O exercício pode até ser usado para diminuir sintomas ou retardar a progressão de certas doenças.
Veja o Alzheimer, uma doença neurodegenerativa que se acredita ser causada por um acúmulo anormal de proteínas como os amiloides, que formam placas nas células do cérebro, ou a proteína tau, que se emaranha dentro das células do cérebro. Estudos em camundongos descobriram que a introdução do exercício diminuiu o acúmulo de placas adicionais, possivelmente retardando o declínio cognitivo.
Deixando de lado as doenças neurodegenerativas, o cérebro naturalmente declina com a idade. Nossa matéria cinzenta encolhe fisicamente. A comunicação neural torna-se menos eficaz. O fluxo sanguíneo diminui. A inflamação aumenta. No entanto, estudos mostraram que atletas mestres podem ter estruturas cerebrais melhores do que seus pares não praticantes de exercícios. Zhang aponta para um estudo transversal que descobriu que a atividade física desacelerou a degradação da matéria cinzenta.

● Seção de dados:

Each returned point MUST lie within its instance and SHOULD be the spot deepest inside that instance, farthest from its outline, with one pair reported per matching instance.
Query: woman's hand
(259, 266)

● Tarefa proposta 1: Segundo o trecho para leitura, qual foi o efeito da introdução do exercício nos estudos com camundongos?
● Tarefa proposta 2: Traduza para o inglês a frase do trecho para leitura "No entanto, estudos mostraram que atletas mestres podem ter estruturas cerebrais melhores do que seus pares não praticantes de exercícios".
● Tarefa proposta 3: Copie sem alterações a parte do trecho para leitura que começa em "Veja o Alzheimer, uma" e termina em "da matéria cinzenta.".

● Resultado 1: A introdução do exercício diminuiu o acúmulo de placas adicionais.

● Resultado 2: However, studies have shown that master athletes may have better brain structures than their non-exercising peers.

● Resultado 3:
Veja o Alzheimer, uma doença neurodegenerativa que se acredita ser causada por um acúmulo anormal de proteínas como os amiloides, que formam placas nas células do cérebro, ou a proteína tau, que se emaranha dentro das células do cérebro. Estudos em camundongos descobriram que a introdução do exercício diminuiu o acúmulo de placas adicionais, possivelmente retardando o declínio cognitivo.
Deixando de lado as doenças neurodegenerativas, o cérebro naturalmente declina com a idade. Nossa matéria cinzenta encolhe fisicamente. A comunicação neural torna-se menos eficaz. O fluxo sanguíneo diminui. A inflamação aumenta. No entanto, estudos mostraram que atletas mestres podem ter estruturas cerebrais melhores do que seus pares não praticantes de exercícios. Zhang aponta para um estudo transversal que descobriu que a atividade física desacelerou a degradação da matéria cinzenta.